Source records
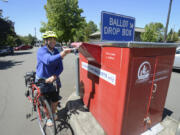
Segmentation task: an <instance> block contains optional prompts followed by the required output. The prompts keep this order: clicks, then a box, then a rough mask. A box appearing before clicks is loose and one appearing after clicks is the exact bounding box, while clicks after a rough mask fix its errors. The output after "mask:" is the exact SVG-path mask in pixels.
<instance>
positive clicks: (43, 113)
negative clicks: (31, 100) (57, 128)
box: [36, 98, 56, 135]
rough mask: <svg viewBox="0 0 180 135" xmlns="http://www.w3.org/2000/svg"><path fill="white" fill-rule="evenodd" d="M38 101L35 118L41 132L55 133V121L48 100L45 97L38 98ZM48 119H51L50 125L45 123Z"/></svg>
mask: <svg viewBox="0 0 180 135" xmlns="http://www.w3.org/2000/svg"><path fill="white" fill-rule="evenodd" d="M38 102H39V103H37V105H36V108H37V118H38V123H39V126H40V129H41V132H42V134H43V135H56V123H55V121H54V116H53V113H52V109H51V106H50V104H49V102H48V101H47V99H45V98H39V101H38ZM48 120H51V121H52V126H48V125H47V122H48Z"/></svg>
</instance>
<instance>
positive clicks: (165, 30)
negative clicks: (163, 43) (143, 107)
mask: <svg viewBox="0 0 180 135" xmlns="http://www.w3.org/2000/svg"><path fill="white" fill-rule="evenodd" d="M171 6H172V0H170V2H169V11H168V16H167V22H166V27H165V32H164V42H166V40H167V30H168V25H169V18H170V13H171Z"/></svg>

**EXERCISE REQUIREMENTS:**
With the line that contains "rough mask: <svg" as the start, output every line through the end of the entries exactly. Add no other lines.

**SOLVED PROBLEM:**
rough mask: <svg viewBox="0 0 180 135" xmlns="http://www.w3.org/2000/svg"><path fill="white" fill-rule="evenodd" d="M38 101L35 118L41 132L55 133V121L48 100L45 97L38 98ZM48 119H51L50 125L45 123Z"/></svg>
mask: <svg viewBox="0 0 180 135" xmlns="http://www.w3.org/2000/svg"><path fill="white" fill-rule="evenodd" d="M38 102H39V103H37V105H36V108H37V118H38V123H39V126H40V129H41V132H42V134H43V135H56V123H55V121H54V116H53V113H52V109H51V106H50V104H49V102H48V101H47V99H45V98H39V101H38ZM48 120H51V121H52V126H48V125H47V122H48Z"/></svg>
</instance>
<instance>
positive clicks: (165, 30)
negative clicks: (163, 43) (143, 107)
mask: <svg viewBox="0 0 180 135" xmlns="http://www.w3.org/2000/svg"><path fill="white" fill-rule="evenodd" d="M171 6H172V0H170V2H169V11H168V16H167V22H166V27H165V32H164V42H166V40H167V30H168V25H169V18H170V13H171Z"/></svg>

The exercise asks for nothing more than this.